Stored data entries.
================================

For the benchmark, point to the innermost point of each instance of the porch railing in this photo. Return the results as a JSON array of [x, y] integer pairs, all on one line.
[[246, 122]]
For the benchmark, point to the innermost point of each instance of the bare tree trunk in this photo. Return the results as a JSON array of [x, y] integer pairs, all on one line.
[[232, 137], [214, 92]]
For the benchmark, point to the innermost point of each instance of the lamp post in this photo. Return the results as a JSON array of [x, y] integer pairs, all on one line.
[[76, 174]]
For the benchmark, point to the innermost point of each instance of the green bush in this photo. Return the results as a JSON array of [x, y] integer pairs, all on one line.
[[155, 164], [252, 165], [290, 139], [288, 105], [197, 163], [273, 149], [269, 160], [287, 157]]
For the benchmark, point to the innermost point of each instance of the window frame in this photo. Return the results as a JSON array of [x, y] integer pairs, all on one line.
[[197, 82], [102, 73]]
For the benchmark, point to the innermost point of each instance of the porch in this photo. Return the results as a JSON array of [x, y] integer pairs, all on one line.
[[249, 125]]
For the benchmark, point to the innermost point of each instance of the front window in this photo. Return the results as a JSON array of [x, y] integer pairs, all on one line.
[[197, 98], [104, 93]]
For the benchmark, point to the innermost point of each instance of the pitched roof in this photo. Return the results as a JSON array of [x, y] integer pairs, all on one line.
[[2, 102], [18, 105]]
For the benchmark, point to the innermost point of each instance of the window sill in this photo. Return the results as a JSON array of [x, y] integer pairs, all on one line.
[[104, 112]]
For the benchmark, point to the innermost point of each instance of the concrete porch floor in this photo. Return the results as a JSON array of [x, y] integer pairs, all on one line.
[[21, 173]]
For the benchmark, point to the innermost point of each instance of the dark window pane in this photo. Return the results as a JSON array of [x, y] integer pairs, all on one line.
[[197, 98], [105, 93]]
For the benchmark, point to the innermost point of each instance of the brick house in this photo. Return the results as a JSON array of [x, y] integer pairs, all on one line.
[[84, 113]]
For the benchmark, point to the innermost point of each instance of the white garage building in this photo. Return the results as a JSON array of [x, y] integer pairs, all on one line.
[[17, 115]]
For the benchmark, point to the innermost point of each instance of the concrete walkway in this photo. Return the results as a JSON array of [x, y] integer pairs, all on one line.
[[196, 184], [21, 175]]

================================

Short problem. Rewrite the entries above as a JSON list of strings, one string per line, leaving out any blank lines.

Expected output.
[
  "For the benchmark, point to the innermost point of each instance of the porch railing in this photo. Return the results as a JSON array of [x, y] integer pairs, all on one line.",
  "[[246, 122]]",
  "For the benchmark, point to the innermost point of each instance of the bare tree trunk in this photo. Return the results as a JSON array of [x, y] integer pairs, all on one line.",
  "[[232, 137], [214, 92]]",
  "For the benchmark, point to the innermost point of each instance of the lamp post in this photo. Return the results as a JSON array of [x, y] integer pairs, all on one line.",
  "[[76, 174]]",
  "For the benchmark, point to the innermost point of each instance of the green bush in this photo. Return the results as a JSON array of [x, y] integer pairs, all on one line.",
  "[[155, 164], [252, 165], [290, 139], [288, 105], [197, 163], [273, 149], [269, 160], [287, 157]]",
  "For the benchmark, point to the innermost point of each instance of the window frame in this photo. Return the results as a JSON array of [x, y] integer pairs, all on one line.",
  "[[197, 82], [102, 73]]",
  "For the benchmark, point to the innermost point of each instance of the porch in this photo. Return the results as a JSON array of [x, y] integer pairs, all on one line.",
  "[[249, 125]]",
  "For the benchmark, point to the innermost point of each instance of the front window in this photo. Return the results as a JSON array of [x, y] integer pairs, all on one line.",
  "[[197, 98], [104, 93]]",
  "For the benchmark, point to the innermost point of each instance of the pitched roof in this photo. Return the results as a JSON array of [x, y] integer pairs, all on one line.",
  "[[2, 102], [18, 105]]",
  "For the benchmark, point to the innermost point of each instance of the window sill in this photo. Return the results as a JSON array of [x, y] integer pairs, all on one line.",
  "[[104, 112]]",
  "For the benchmark, point to the innermost point of each instance of the concrete porch floor in this photo. Return the results as a JSON array of [x, y] integer pairs, all on one line.",
  "[[21, 173]]",
  "For the benchmark, point to the innermost point of each instance of the dark window pane in this photo. Return the results as a JSON array of [x, y] integer pairs, all on one line.",
  "[[197, 98], [105, 93]]",
  "For the benchmark, point to the innermost point of each instance of the brick house in this photo. Return the results as a JSON array of [x, y] integer pairs, all on one line.",
  "[[84, 113]]",
  "For the benchmark, point to the innermost point of each instance of the white garage building in this photo. Return the results as a JSON array of [x, y] integer pairs, all on one line.",
  "[[17, 115]]",
  "For the benchmark, point to the innermost point of each instance of the concrete walkway in this photo. Return the results as a JSON array of [x, y] integer pairs, all on one line.",
  "[[196, 184], [21, 175]]"
]